Tugas =>
(1) Tentukan apakah setiap pernyataan berikut sesuai dengan teks tentang kepemilikan mobil, lalu sertakan kutipan penentunya dari teks tersebut: (a) Pada 2013 rasio kepemilikan mobil di Indonesia mencapai 77 unit per 1.000 penduduk. (b) Di kawasan ASEAN, Indonesia menempati posisi keempat. (c) Singapura masih leluasa menambah panjang jalannya.
(2) Sebutkan semua keperluan penggunaan mobil di negara mapan yang tercantum dalam teks tentang kepemilikan mobil.
(3) Salin ulang tanpa perubahan bagian teks tentang kepemilikan mobil, mulai dari "Indonesia di Peta" sampai dengan "khususnya di Asia.".

Sumber =>
Indonesia di Peta Otomotif Global (1)
Dibanding negara lain, ratio kepemilikan mobil di Indonesia tergolong masih rendah. Kemampuan kelas ekonomi masyarakat terbesar baru bisa menjangkau sepeda motor. Maka jalanan pun disemuti kendaraan roda dua. Ini mungkin termasuk salah satu fenomena khas negara berkembang, khususnya di Asia.
sumber gambar: www.photographyindoesia.wordpress.com
Menurut data OICA, ratio kepemilikan mobil di Indonesia tahun 2013 baru mencapai 77 unit mobil per 1.000 penduduk ---separuh rata-rata dunia yang 174. Di kawasan ASEAN saja Indonesia berada di posisi kelima, berselisih jauh dari peringkat empat Singapura (153) atau Thailand (208) apalagi dibandingkan negeri jiran Malaysia (397) dan Brunei (409).
Motorization rate tertinggi di dunia adalah Amerika Serikat yang mencapai 790 mobil per 1.000 penduduk --sepuluh kali lipat Indonesia. Jika secara rata-rata satu keluarga beranggotakan 4 orang (dua anak), setiap keluarga Amerika memiliki tiga unit mobil. Di Indonesia kebalikannya, rata-rata satu mobil per tiga keluarga.
Di umumnya negara mapan, mobil sudah merupakan perlengkapan standar --bukan tergolong barang mewah-- untuk mobilitas individual setidaknya keluarga. Baik itu untuk penggunaan keseharian, urusan bisnis, pergi kuliah, keperluan darurat, bersosialisasi, berbelanja, rekreatif, atau pun sekedar lifestyle.
Tingkat Kepemilikan Mobil di Beberapa Negara
Di Singapura, meski pendapatan per kapita sudah sangat tinggi, bahkan di atas rata-rata Amerika, tingkat kepemilikan mobil sepertinya akan tetap di kisaran 150 per 1.000 penduduk. Pemerintah setempat sejak lama memberlakukan kuota penjualan mobil agar jumlahnya tidak melampaui daya dukung infrastruktur dan lingkungan. Dengan luasan geografis yang kecil, negeri pulau itu nyaris tidak memungkinkan lagi melakukan penambahan panjang jalan.
Di Singapura kuota penjualan dikaitkan dengan jumlah mobil yang di-scrap atau dipensiunkan. Biaya kepemilikan mobil juga dibebani pajak sangat tinggi. Penerapan manajemen lalu lintas berjalan efektif. Di sisi lain pemerintah menyediakan layanan transportasi public (MRT) yang nyaman dan dalam jumlah yang mencukupi.

[Cuplikan dataset]
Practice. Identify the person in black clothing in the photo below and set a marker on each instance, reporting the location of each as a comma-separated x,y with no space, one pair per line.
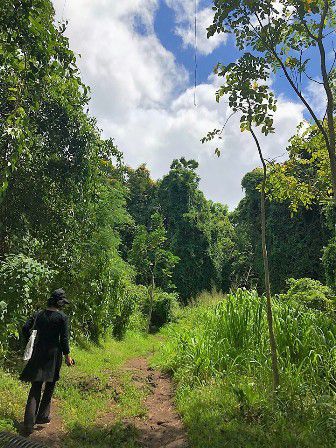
44,366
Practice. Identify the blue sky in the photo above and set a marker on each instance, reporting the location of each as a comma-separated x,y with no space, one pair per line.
138,58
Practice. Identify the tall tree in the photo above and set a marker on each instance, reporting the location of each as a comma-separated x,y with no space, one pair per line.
288,36
153,261
255,104
295,240
199,231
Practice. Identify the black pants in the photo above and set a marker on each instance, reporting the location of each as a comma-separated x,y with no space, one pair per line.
37,408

Jawaban Lengkap =>
(1)
(a) Ya: "ratio kepemilikan mobil di Indonesia tahun 2013 baru mencapai 77 unit mobil per 1.000 penduduk"
(b) Tidak: "Di kawasan ASEAN saja Indonesia berada di posisi kelima"
(c) Tidak: "negeri pulau itu nyaris tidak memungkinkan lagi melakukan penambahan panjang jalan"

(2) penggunaan keseharian, urusan bisnis, pergi kuliah, keperluan darurat, bersosialisasi, berbelanja, rekreatif, sekedar lifestyle

(3)
Indonesia di Peta Otomotif Global (1)
Dibanding negara lain, ratio kepemilikan mobil di Indonesia tergolong masih rendah. Kemampuan kelas ekonomi masyarakat terbesar baru bisa menjangkau sepeda motor. Maka jalanan pun disemuti kendaraan roda dua. Ini mungkin termasuk salah satu fenomena khas negara berkembang, khususnya di Asia.